→ **Requirement**
Extract each line holding the word "below" from the entries.

(Region pointing data)
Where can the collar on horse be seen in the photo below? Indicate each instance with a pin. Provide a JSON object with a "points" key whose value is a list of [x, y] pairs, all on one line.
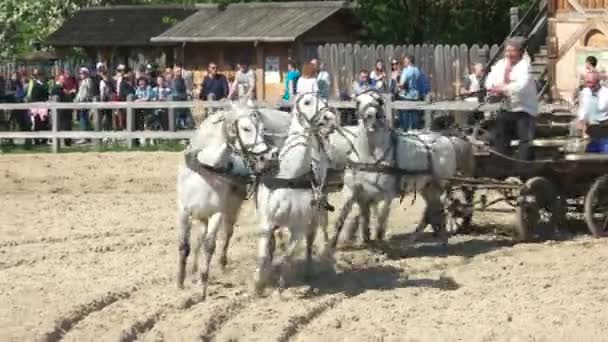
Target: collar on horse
{"points": [[225, 172]]}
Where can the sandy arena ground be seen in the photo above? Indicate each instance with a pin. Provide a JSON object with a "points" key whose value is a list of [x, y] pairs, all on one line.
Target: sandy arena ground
{"points": [[88, 253]]}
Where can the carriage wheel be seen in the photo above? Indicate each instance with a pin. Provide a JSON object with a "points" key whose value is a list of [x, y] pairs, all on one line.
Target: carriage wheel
{"points": [[596, 207], [459, 210], [538, 210]]}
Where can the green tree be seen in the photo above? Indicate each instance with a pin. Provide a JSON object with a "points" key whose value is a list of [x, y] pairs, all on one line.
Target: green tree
{"points": [[437, 21], [25, 22]]}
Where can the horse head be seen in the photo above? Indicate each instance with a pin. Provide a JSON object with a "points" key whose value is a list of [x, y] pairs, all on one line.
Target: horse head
{"points": [[314, 113], [244, 128], [370, 108]]}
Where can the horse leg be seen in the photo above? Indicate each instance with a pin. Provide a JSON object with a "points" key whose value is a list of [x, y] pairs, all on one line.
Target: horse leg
{"points": [[266, 247], [434, 213], [183, 222], [285, 263], [310, 241], [198, 244], [323, 223], [209, 246], [365, 218], [228, 223], [348, 205], [382, 217]]}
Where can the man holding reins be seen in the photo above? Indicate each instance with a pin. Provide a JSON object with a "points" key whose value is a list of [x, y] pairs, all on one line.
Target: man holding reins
{"points": [[510, 77]]}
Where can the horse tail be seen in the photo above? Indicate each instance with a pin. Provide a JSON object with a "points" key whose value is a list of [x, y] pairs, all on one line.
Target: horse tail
{"points": [[465, 157]]}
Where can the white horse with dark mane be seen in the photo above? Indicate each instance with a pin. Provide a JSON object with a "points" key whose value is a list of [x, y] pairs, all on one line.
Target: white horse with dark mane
{"points": [[292, 195], [384, 164], [212, 186]]}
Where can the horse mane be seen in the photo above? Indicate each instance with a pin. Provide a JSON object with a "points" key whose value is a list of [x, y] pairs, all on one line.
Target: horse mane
{"points": [[212, 130]]}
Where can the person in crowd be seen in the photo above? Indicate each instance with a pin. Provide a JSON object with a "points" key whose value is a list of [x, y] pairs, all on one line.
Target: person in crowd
{"points": [[124, 88], [363, 83], [510, 77], [395, 77], [61, 94], [161, 92], [85, 94], [323, 78], [291, 81], [15, 93], [70, 84], [107, 93], [472, 85], [168, 75], [231, 85], [307, 82], [408, 91], [143, 93], [141, 72], [120, 74], [472, 82], [593, 110], [38, 92], [244, 83], [179, 92], [215, 85], [379, 77]]}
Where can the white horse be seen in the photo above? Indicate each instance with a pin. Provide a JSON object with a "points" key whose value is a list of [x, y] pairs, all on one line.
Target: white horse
{"points": [[212, 187], [385, 163], [292, 196], [373, 146]]}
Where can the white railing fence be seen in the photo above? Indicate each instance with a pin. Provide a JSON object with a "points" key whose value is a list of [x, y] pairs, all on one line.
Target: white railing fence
{"points": [[130, 134]]}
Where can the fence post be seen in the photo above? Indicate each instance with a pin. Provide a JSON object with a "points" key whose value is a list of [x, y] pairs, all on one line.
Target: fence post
{"points": [[55, 123], [130, 121], [98, 120], [514, 12], [388, 110], [171, 115]]}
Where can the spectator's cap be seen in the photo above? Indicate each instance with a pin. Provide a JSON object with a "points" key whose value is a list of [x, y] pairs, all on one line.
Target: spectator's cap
{"points": [[517, 42]]}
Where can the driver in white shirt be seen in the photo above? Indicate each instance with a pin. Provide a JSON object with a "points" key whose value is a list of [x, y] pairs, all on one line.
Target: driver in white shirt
{"points": [[593, 107], [510, 77]]}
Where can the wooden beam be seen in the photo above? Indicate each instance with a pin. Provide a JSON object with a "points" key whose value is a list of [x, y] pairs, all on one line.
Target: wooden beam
{"points": [[259, 77], [577, 6]]}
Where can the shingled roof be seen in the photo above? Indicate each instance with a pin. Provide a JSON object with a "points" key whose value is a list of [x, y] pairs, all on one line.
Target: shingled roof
{"points": [[262, 22], [118, 25]]}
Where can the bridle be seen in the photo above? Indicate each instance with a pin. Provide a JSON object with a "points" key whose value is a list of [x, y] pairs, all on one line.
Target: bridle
{"points": [[378, 104], [242, 149]]}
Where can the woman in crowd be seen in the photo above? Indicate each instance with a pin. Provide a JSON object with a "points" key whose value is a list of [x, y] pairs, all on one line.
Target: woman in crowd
{"points": [[38, 92], [379, 77], [143, 93], [395, 76], [307, 83], [161, 92]]}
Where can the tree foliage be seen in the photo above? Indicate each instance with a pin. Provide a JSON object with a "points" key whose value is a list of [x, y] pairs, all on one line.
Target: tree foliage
{"points": [[437, 21], [26, 22]]}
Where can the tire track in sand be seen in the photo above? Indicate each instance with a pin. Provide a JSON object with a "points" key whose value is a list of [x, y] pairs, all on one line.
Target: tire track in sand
{"points": [[66, 322], [278, 317], [298, 322]]}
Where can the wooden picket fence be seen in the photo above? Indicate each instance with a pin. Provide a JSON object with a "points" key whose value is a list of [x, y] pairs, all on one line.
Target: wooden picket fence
{"points": [[445, 65], [51, 68]]}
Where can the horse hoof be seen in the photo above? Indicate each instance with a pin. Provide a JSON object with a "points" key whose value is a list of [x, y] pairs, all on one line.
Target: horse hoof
{"points": [[223, 263]]}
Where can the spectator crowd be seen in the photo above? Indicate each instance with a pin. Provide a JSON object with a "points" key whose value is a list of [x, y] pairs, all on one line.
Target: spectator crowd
{"points": [[404, 81]]}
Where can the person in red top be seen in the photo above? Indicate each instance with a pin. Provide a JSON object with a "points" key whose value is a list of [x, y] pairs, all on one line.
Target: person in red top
{"points": [[70, 85]]}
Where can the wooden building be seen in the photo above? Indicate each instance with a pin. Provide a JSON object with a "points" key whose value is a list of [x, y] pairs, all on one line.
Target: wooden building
{"points": [[267, 35], [121, 34], [577, 29]]}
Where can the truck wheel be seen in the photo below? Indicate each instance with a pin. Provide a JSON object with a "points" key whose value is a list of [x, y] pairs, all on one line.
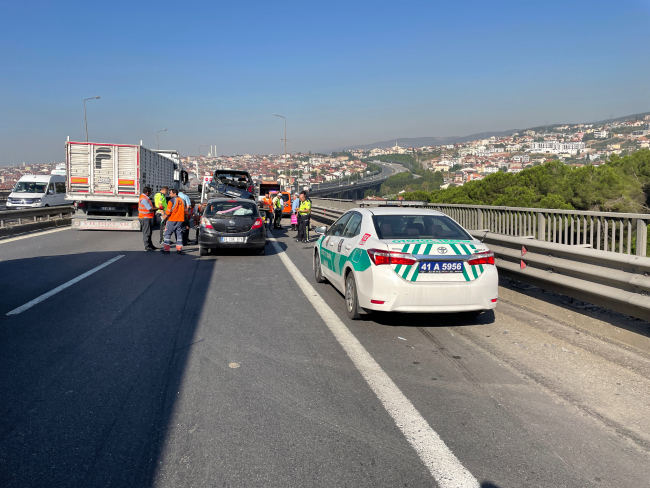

→ **Exercise answer**
Where can the collar on horse be seen in the photo below? Indicate each instance with a pin. Provide a JSON object with a "points" key whose value is a list of [x, y] pairs, all on one line.
Where can the truck wheel be seen in the photo below? Indicate each instance with a pin. Provide a JSON object with a "points" key whose value is a list of [x, y] pairs, all on one line.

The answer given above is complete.